Consignes
(1) Relevez, dans le texte sur la solidarité, les quatre participes qui décrivent la seule solidarité que l'anarchiste accepte.
(2) Répondez brièvement à ces questions sur le texte sur la solidarité :
(a) Par quels deux adjectifs le texte désigne-t-il la solidarité contraire à l'esprit anarchiste ?
(b) De quoi la solidarité imposée s'est-elle montrée un instrument, d'après l'histoire ?
(c) Quels exécutifs ont été nécessaires pour que la solidarité obligatoire ne reste pas lettre morte ?
(3) Recopiez fidèlement un passage du texte sur la solidarité : partez des mots « C'est une conséquence » et arrêtez-vous après « et des juges. ».

C'est une conséquence logique de la notion anarchiste de la vie, que l'anarchiste n'accepte que la solidarité qu'il a choisie, voulue, examinée, consentie enfin. La solidarité obligatoire ou imposée est contraire à l'esprit anarchiste lui-même. L'histoire est là d'ailleurs pour nous montrer que la solidarité imposée s'est montré un instrument merveilleux de dogmatisme et de domination. Pour rendre concrète et effective la solidarité entre les êtres que n'unissaient ni des affinités de tempérament ni la conformité des intérêts, la religion et la loi ont été nécessaires ; pour que les rapports de solidarité obligatoire que la religion et la loi déterminent entre les hommes ne restent pas lettre morte, il a fallu des exécutifs religieux ou légaux, c'est-à-dire des prêtres et des juges.

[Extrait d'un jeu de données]
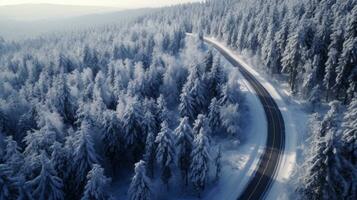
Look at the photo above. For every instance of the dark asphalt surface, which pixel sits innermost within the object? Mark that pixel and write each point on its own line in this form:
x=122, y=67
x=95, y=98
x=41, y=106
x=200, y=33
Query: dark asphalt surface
x=264, y=174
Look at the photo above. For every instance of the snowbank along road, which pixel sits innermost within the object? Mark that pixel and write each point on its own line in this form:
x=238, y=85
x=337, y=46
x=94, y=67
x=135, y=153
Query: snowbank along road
x=264, y=174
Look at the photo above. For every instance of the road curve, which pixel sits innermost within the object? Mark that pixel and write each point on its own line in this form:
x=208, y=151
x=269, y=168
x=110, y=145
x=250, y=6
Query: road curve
x=264, y=174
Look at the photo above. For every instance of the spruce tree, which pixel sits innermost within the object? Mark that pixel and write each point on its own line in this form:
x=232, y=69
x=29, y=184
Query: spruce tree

Réponses
(1) choisie, voulue, examinée, consentie

(2)
(a) Obligatoire ou imposée.
(b) De dogmatisme et de domination.
(c) Des exécutifs religieux ou légaux, c'est-à-dire des prêtres et des juges.

(3)
C'est une conséquence logique de la notion anarchiste de la vie, que l'anarchiste n'accepte que la solidarité qu'il a choisie, voulue, examinée, consentie enfin. La solidarité obligatoire ou imposée est contraire à l'esprit anarchiste lui-même. L'histoire est là d'ailleurs pour nous montrer que la solidarité imposée s'est montré un instrument merveilleux de dogmatisme et de domination. Pour rendre concrète et effective la solidarité entre les êtres que n'unissaient ni des affinités de tempérament ni la conformité des intérêts, la religion et la loi ont été nécessaires ; pour que les rapports de solidarité obligatoire que la religion et la loi déterminent entre les hommes ne restent pas lettre morte, il a fallu des exécutifs religieux ou légaux, c'est-à-dire des prêtres et des juges.